### MATERIAL TO PROCESS
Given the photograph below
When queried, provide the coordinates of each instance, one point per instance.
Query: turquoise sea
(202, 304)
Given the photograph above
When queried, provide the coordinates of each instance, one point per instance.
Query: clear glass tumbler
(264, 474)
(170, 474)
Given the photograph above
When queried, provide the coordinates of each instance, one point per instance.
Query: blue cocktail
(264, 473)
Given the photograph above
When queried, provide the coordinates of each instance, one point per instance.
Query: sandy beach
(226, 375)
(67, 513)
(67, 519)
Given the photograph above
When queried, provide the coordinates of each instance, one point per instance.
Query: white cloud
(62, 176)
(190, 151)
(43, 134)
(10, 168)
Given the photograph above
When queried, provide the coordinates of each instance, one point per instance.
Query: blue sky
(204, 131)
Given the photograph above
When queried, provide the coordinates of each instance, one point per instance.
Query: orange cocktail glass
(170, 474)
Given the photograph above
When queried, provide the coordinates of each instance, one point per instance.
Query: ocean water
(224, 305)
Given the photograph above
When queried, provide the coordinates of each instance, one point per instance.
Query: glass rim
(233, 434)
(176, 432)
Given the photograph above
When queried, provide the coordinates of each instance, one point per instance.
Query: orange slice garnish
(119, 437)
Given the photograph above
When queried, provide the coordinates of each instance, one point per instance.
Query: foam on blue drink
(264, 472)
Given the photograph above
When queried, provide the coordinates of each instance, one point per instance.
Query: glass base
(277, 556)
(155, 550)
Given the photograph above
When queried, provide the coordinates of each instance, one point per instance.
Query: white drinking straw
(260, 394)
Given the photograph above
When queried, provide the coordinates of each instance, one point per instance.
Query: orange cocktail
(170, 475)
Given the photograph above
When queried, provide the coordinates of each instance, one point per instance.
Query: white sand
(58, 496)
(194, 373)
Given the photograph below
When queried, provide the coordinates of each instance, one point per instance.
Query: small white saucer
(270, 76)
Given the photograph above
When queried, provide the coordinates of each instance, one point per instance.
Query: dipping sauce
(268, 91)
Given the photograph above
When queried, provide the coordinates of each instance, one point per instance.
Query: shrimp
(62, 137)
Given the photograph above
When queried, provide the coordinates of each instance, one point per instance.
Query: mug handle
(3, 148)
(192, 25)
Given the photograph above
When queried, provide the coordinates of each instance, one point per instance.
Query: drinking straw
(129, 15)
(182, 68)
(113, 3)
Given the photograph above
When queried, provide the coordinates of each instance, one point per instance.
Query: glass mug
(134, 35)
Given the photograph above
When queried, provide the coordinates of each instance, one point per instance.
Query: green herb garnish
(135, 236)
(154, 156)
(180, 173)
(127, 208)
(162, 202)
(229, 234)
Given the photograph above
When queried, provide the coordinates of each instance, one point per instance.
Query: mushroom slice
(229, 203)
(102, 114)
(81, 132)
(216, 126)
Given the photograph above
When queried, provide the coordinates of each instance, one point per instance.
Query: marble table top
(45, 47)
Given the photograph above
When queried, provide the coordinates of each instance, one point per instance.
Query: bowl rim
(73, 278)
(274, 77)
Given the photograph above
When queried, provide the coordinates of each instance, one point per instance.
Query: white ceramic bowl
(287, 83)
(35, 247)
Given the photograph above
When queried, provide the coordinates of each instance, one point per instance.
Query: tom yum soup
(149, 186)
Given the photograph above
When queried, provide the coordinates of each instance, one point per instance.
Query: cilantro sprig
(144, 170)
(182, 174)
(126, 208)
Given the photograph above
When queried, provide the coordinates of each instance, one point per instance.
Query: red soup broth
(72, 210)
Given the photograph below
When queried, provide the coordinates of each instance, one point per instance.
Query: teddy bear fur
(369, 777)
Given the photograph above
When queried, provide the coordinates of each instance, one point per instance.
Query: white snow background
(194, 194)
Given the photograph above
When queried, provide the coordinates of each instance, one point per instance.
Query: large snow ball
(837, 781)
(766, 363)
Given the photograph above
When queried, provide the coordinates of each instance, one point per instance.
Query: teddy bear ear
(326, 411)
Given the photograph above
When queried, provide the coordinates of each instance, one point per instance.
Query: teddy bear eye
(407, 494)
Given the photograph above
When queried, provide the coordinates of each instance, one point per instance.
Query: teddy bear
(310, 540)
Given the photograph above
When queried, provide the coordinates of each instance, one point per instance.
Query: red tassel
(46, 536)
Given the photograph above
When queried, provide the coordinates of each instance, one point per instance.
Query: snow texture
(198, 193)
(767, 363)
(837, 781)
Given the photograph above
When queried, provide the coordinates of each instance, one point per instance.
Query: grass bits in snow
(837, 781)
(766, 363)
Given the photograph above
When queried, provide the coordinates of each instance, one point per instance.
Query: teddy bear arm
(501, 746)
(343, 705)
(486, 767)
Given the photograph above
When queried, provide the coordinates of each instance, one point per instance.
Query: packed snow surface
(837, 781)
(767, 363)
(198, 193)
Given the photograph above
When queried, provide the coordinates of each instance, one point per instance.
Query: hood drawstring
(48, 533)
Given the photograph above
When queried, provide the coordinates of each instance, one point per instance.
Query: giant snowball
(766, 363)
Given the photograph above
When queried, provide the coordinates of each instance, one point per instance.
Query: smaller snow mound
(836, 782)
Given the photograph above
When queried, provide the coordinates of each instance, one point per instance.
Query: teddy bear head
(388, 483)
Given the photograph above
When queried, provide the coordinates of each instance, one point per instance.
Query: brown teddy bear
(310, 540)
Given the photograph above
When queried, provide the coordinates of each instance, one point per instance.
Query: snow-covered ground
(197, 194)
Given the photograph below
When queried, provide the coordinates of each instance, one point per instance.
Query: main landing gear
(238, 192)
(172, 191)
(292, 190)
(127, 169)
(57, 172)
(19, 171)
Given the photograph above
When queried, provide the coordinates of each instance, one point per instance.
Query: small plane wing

### EXERCISE AIM
Write out every line of the material again, exactly as it reads.

### SOLUTION
Given the photograph below
When queried, provide the coordinates of each instance, one point per instance.
Query: turquoise sea
(202, 304)
Given the photograph above
When queried, provide the coordinates of each instance, one point per instance.
Query: clear glass tumbler
(264, 474)
(170, 474)
Given the photograph above
When queried, provide the coordinates of each instance, one point per instance.
Query: blue cocktail
(264, 473)
Given the photograph above
When queried, provide the coordinates of each instance, one point per instance.
Query: sandy beach
(226, 375)
(67, 513)
(67, 519)
Given the photograph above
When queried, provide the coordinates of each instance, one point per instance.
Query: white cloud
(62, 176)
(190, 151)
(43, 134)
(10, 168)
Given the photograph above
When queried, provide the coordinates of each instance, one point per instance.
Query: blue sky
(204, 131)
Given the photograph above
When queried, provide the coordinates of each instance, one point per instance.
Query: orange cocktail glass
(170, 474)
Given the photograph above
When queried, provide the coordinates of each instance, one point per instance.
Query: ocean water
(224, 305)
Given the photograph above
When queried, provide the coordinates of each instance, one point per instance.
Query: glass rim
(233, 434)
(176, 432)
Given the photograph above
When queried, provide the coordinates of each instance, one point per instance.
Query: orange slice garnish
(119, 437)
Given the photograph above
When queried, provide the coordinates of each instance, one point per instance.
Query: foam on blue drink
(264, 472)
Given the photograph above
When queried, provide the coordinates of each instance, one point per instance.
Query: glass base
(277, 556)
(155, 550)
Given the photograph above
When queried, provide the coordinates of each instance, one point per instance.
Query: white drinking straw
(260, 394)
Given the photograph above
When queried, provide the coordinates of each instance, one point per instance.
Query: orange cocktail
(170, 475)
Given the photograph above
When queried, provide the coordinates of each instance, one point per instance.
Query: white sand
(58, 496)
(194, 373)
Given the photograph below
When queried, provide the coordinates of each instance, one point per instance.
Query: small white saucer
(270, 76)
Given the photograph above
When queried, provide the coordinates of each instance, one point per instance.
Query: dipping sauce
(268, 91)
Given the photograph above
When queried, provide the coordinates of each instance, one point per instance.
Query: shrimp
(62, 137)
Given the photograph above
When queried, provide the coordinates of each instance, one point per instance.
Query: mug handle
(3, 148)
(192, 25)
Given the photograph above
When queried, provide the coordinates of each instance, one point per instance.
Query: drinking straw
(129, 15)
(182, 68)
(113, 3)
Given the photograph above
When queried, provide the coordinates of each instance, one point per instance.
Query: glass mug
(134, 35)
Given the photograph above
When queried, provide the coordinates of each instance, one point per instance.
Query: green herb garnish
(135, 236)
(154, 156)
(180, 173)
(127, 208)
(162, 202)
(229, 234)
Given the photograph above
When queried, provide the coordinates of each instance, one point per instance.
Query: mushroom slice
(229, 203)
(102, 114)
(81, 132)
(216, 126)
Given the photograph above
When queried, provide the coordinates of each instance, one point per instance.
Query: marble table top
(45, 47)
Given the photograph above
When queried, provide the coordinates of each instance, one point per instance.
Query: bowl rim
(73, 278)
(274, 77)
Given the photograph above
When queried, provide the coordinates of each instance, one point per instance.
Query: white ceramic bowl
(287, 83)
(35, 247)
Given the photograph above
When queried, provide the coordinates of each instance, one point per instance.
Query: tom yum soup
(149, 186)
Given the photograph above
When queried, provide the coordinates of each instance, one point per instance.
Query: cilantro sprig
(144, 170)
(182, 174)
(126, 208)
Given the photograph above
When queried, provide the coordinates of each instance, one point per instance.
Query: red soup broth
(72, 210)
Given the photograph below
When queried, provide the coordinates of each instance, one point per instance.
Query: teddy bear fur
(369, 777)
Given the photograph above
When queried, provide the coordinates of each instance, one point per instance.
Query: white snow background
(194, 194)
Given the photograph above
When queried, provide the coordinates of each instance, one point per instance.
Query: large snow ball
(837, 781)
(766, 363)
Given the photograph above
When queried, provide the coordinates of each instance, one point per instance.
Query: teddy bear ear
(326, 411)
Given the photograph above
When queried, provide the coordinates of each instance, one point per instance.
Query: teddy bear eye
(407, 494)
Given the photograph above
When queried, provide the coordinates of each instance, one point per instance.
Query: teddy bear
(310, 540)
Given the photograph above
When queried, provide the coordinates of each instance, one point per instance.
Query: red tassel
(46, 536)
Given the photograph above
When queried, provide the coordinates of each instance, one point per instance.
Query: snow texture
(198, 193)
(767, 363)
(837, 781)
Given the photograph above
When queried, provide the coordinates of each instance, one point per instance.
Query: grass bits in snow
(837, 781)
(766, 363)
Given the photograph above
When queried, provide the coordinates of each instance, one point per instance.
Query: teddy bear arm
(501, 746)
(343, 705)
(486, 767)
Given the photograph above
When queried, provide the coordinates of each instance, one point per instance.
Query: packed snow surface
(837, 781)
(767, 363)
(198, 193)
Given the photograph above
When queried, provide the coordinates of each instance, one point per instance.
Query: hood drawstring
(48, 533)
Given the photograph above
When queried, provide the coordinates of each instance, one point per instance.
Query: giant snowball
(766, 363)
Given the photograph above
When queried, provide the coordinates of each instance, one point per instance.
Query: smaller snow mound
(836, 782)
Given the photograph above
When queried, provide the coordinates of each instance, one point per instance.
Query: teddy bear head
(388, 483)
Given the photograph above
When queried, provide the coordinates of each instance, one point per instance.
Query: brown teddy bear
(310, 540)
Given the photograph above
When queried, provide the coordinates of each instance, one point per instance.
Query: snow-covered ground
(197, 194)
Given the photograph below
When queried, provide the coordinates of each instance, one point per instance.
Query: main landing gear
(238, 192)
(172, 191)
(292, 190)
(127, 169)
(57, 172)
(19, 171)
Given the photograph above
When queried, provide the coordinates of each instance, one point per instance.
Query: small plane wing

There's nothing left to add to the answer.